What the task asks → Rewrite the material as a JSON list of strings with one string per line and blank lines omitted, covering only the lines from the one containing "Task: determine whether any duck with" through the one containing "[741, 442, 800, 477]", both included.

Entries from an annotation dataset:
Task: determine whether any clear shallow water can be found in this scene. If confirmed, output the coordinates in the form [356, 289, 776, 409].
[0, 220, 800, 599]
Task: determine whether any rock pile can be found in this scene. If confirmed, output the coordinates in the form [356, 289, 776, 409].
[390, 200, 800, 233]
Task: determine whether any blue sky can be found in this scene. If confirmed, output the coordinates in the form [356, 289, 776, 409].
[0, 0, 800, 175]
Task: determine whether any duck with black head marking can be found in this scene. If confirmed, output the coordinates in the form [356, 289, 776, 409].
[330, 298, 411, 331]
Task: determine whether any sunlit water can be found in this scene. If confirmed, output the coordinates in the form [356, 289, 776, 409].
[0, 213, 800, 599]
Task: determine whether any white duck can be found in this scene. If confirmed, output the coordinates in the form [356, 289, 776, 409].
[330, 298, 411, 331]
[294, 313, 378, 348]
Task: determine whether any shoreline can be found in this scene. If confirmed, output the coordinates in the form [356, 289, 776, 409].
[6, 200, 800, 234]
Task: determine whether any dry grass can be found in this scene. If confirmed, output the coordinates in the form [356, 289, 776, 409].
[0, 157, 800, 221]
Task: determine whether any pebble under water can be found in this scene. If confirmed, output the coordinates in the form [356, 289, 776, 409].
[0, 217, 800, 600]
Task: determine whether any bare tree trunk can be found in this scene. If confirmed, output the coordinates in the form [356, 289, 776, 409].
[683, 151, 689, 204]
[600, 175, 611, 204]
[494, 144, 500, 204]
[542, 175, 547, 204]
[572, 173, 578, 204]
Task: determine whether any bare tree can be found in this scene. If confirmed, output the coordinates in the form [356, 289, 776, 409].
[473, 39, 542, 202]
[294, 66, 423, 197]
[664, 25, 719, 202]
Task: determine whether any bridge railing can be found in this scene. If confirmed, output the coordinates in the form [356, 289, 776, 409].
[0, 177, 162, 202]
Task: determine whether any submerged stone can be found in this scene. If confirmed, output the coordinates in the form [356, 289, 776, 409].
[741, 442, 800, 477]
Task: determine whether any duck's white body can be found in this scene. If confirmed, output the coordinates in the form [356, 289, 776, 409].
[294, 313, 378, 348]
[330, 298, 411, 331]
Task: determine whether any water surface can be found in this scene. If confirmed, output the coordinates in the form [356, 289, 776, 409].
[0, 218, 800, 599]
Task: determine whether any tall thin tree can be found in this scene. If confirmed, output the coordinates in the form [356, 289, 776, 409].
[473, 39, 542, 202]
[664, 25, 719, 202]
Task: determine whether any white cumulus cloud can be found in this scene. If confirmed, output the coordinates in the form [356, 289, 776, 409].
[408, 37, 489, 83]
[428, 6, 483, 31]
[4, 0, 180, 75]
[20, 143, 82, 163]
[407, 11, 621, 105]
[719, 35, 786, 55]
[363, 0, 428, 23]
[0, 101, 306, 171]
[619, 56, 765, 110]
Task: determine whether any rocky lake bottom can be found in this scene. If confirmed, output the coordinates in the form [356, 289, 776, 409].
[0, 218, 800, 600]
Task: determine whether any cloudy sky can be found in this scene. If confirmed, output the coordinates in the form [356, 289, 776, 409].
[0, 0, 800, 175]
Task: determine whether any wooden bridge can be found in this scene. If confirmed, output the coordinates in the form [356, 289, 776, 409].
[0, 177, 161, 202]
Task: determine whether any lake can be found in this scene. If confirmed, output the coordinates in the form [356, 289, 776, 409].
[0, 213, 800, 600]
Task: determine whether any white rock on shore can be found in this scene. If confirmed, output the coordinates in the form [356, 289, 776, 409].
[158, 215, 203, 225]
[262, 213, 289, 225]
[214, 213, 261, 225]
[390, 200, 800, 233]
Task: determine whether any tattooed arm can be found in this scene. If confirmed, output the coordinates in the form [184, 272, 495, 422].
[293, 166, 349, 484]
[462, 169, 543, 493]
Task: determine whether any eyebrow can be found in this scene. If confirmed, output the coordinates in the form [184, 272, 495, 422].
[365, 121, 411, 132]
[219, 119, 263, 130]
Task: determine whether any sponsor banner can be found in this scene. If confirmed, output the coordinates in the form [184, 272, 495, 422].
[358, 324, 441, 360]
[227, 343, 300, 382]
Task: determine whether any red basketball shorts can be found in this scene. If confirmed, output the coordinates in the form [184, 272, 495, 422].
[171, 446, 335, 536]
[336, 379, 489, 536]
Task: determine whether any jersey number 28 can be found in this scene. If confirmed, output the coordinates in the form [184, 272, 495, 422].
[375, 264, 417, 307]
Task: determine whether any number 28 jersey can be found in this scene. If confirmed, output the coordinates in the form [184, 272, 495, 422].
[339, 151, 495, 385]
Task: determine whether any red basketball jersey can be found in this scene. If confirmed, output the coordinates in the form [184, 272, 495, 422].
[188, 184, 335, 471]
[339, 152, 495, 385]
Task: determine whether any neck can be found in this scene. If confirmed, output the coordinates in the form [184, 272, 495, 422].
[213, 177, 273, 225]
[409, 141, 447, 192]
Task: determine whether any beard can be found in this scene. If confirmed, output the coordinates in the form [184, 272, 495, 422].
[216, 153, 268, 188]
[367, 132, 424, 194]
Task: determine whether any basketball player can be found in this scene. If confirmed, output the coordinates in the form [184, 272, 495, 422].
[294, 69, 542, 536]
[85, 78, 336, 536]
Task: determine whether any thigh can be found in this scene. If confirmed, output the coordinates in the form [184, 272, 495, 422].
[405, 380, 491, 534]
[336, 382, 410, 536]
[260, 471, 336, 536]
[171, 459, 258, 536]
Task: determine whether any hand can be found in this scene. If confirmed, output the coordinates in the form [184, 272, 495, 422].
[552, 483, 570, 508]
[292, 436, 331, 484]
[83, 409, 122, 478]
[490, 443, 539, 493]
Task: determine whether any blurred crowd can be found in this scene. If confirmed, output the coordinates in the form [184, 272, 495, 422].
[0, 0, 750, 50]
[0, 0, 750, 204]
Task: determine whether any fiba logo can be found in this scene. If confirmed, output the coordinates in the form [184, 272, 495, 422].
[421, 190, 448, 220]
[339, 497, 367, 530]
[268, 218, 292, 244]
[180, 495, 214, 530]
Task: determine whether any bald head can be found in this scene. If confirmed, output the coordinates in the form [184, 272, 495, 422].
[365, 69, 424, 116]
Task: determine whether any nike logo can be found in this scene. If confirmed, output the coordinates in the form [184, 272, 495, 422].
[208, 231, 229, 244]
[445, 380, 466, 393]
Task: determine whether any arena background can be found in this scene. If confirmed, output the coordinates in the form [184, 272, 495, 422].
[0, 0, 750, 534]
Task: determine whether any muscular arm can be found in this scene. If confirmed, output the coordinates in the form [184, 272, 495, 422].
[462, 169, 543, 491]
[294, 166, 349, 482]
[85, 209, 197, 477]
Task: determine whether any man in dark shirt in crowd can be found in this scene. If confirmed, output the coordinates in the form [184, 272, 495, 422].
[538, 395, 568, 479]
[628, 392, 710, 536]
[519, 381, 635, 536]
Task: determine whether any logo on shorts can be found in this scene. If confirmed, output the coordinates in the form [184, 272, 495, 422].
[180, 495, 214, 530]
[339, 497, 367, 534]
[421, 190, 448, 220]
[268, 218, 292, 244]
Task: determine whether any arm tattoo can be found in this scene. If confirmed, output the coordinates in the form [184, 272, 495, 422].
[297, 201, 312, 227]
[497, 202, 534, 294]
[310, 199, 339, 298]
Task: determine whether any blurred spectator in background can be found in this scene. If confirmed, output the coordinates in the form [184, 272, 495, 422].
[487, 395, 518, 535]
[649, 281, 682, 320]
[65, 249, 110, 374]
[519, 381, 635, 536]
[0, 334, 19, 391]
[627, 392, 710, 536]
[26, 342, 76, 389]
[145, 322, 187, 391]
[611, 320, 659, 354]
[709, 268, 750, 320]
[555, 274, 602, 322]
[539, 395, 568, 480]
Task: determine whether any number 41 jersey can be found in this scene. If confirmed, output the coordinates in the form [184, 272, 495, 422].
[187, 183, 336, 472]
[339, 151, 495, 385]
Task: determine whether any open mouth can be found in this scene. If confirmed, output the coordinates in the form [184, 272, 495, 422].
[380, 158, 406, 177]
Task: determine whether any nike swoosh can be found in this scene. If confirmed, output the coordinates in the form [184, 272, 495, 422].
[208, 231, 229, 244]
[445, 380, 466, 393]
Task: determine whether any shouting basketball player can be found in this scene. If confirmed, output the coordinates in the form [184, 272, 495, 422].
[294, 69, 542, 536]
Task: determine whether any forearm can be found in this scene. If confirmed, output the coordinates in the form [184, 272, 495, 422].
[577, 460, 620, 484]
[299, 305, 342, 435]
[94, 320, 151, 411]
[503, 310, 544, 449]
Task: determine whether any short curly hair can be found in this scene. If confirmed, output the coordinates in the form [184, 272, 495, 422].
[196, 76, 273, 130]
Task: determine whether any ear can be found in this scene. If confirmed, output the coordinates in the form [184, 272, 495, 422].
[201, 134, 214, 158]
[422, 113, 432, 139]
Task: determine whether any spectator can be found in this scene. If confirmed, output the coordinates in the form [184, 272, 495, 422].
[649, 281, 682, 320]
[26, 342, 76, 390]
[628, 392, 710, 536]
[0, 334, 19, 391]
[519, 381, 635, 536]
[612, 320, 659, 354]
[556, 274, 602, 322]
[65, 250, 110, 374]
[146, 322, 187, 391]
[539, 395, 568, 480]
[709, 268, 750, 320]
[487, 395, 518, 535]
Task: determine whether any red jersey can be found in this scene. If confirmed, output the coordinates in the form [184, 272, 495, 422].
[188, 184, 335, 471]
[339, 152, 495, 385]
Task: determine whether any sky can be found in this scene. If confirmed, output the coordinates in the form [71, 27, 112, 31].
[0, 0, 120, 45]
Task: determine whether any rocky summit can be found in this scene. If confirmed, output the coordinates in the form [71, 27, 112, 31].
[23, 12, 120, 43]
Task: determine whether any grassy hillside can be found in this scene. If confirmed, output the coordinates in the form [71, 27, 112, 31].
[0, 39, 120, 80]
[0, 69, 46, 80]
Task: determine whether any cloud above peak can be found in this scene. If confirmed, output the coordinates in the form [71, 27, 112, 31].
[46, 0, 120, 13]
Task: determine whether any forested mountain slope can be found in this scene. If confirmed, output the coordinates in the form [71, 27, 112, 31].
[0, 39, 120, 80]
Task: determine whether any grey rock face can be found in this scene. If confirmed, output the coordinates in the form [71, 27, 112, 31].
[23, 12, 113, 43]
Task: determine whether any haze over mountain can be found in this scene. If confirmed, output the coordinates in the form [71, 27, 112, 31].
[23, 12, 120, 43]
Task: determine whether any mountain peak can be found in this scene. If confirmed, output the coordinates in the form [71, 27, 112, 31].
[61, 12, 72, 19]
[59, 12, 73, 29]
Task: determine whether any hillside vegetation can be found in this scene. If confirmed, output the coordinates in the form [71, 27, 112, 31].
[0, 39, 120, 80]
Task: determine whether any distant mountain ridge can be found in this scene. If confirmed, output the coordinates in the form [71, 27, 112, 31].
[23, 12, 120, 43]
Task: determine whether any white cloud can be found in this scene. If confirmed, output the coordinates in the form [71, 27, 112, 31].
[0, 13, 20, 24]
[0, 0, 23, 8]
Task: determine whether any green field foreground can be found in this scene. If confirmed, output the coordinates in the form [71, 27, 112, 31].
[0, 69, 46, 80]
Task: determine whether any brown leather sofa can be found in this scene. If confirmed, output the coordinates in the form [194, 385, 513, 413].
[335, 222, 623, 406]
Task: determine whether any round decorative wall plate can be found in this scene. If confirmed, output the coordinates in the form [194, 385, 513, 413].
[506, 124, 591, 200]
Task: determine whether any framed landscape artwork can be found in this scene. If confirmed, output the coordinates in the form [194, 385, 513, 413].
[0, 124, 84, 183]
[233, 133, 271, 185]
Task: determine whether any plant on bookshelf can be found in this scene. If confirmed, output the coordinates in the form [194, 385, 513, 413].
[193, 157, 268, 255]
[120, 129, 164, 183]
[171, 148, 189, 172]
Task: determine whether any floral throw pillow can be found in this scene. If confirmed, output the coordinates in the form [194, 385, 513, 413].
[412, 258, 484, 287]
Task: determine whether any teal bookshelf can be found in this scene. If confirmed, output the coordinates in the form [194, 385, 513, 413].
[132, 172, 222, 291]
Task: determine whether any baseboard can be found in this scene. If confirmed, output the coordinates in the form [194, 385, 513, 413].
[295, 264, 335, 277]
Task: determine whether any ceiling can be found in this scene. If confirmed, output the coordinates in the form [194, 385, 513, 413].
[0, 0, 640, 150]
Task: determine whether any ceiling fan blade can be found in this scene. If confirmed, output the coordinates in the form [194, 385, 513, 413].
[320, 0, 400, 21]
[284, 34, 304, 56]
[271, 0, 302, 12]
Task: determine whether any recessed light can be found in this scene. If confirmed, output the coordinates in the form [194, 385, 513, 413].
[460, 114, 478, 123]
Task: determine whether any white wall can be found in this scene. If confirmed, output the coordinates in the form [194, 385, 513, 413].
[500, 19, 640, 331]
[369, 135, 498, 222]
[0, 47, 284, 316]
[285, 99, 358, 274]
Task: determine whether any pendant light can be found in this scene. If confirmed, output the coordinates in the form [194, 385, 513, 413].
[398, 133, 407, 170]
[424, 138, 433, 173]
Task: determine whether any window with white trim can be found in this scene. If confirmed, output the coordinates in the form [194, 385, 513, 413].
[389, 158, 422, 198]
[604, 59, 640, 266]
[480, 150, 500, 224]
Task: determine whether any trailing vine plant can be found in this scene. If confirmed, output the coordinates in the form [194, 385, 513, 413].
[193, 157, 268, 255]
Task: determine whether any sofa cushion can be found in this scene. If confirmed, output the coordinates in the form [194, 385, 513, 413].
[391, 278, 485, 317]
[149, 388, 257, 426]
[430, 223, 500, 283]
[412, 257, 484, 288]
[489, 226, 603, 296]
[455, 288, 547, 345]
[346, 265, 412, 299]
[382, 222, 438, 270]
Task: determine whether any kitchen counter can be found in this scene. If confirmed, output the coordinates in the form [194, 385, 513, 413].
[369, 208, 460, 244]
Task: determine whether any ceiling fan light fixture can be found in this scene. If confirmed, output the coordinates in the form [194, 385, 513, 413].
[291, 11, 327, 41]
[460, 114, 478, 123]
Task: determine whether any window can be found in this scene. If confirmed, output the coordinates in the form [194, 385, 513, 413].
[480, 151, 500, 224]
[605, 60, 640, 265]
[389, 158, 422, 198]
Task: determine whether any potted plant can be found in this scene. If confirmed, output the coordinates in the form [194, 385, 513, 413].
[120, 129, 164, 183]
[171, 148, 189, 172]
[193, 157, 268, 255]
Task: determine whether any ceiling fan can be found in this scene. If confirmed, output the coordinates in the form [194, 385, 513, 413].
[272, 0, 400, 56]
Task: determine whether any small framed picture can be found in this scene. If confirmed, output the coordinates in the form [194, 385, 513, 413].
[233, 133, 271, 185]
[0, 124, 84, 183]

Answer to the exercise →
[
  "Task: determine whether any duck with black head marking can be found in this scene. If confirmed, output the coordinates in the form [356, 289, 776, 409].",
  "[330, 298, 411, 331]",
  "Task: determine whether any sunlit water can be found in this scene. If confirmed, output the coordinates in the form [356, 289, 776, 409].",
  "[0, 213, 800, 599]",
  "Task: determine whether any white duck can be found in this scene. If confirmed, output the coordinates in the form [356, 289, 776, 409].",
  "[330, 298, 411, 331]",
  "[294, 313, 378, 348]",
  "Task: determine whether any shoreline can be found in this scene. If confirmed, output the coordinates in the form [356, 289, 776, 409].",
  "[6, 200, 800, 234]",
  "Task: determine whether any dry grass can be found in this scene. If confirmed, output the coordinates in the form [356, 289, 776, 409].",
  "[0, 157, 800, 221]",
  "Task: determine whether any pebble under water can be found in this scene. If confirmed, output the coordinates in the form [356, 289, 776, 409].",
  "[0, 217, 800, 600]",
  "Task: determine whether any bare tree trunk can be found in this scene. If confirmed, output the coordinates in the form [356, 289, 776, 409].",
  "[683, 151, 689, 204]",
  "[600, 175, 611, 204]",
  "[494, 144, 500, 204]",
  "[542, 175, 547, 204]",
  "[572, 173, 578, 204]",
  "Task: determine whether any bare tree can be found in this scene. If confirmed, output the coordinates in the form [356, 289, 776, 409].",
  "[473, 39, 542, 202]",
  "[294, 66, 423, 197]",
  "[664, 25, 719, 202]",
  "Task: determine whether any bridge railing can be found in this scene. If confirmed, output the coordinates in the form [356, 289, 776, 409].",
  "[0, 177, 162, 202]",
  "Task: determine whether any submerged stone can be found in this scene. If confirmed, output the coordinates in the form [356, 289, 776, 409].",
  "[741, 442, 800, 477]"
]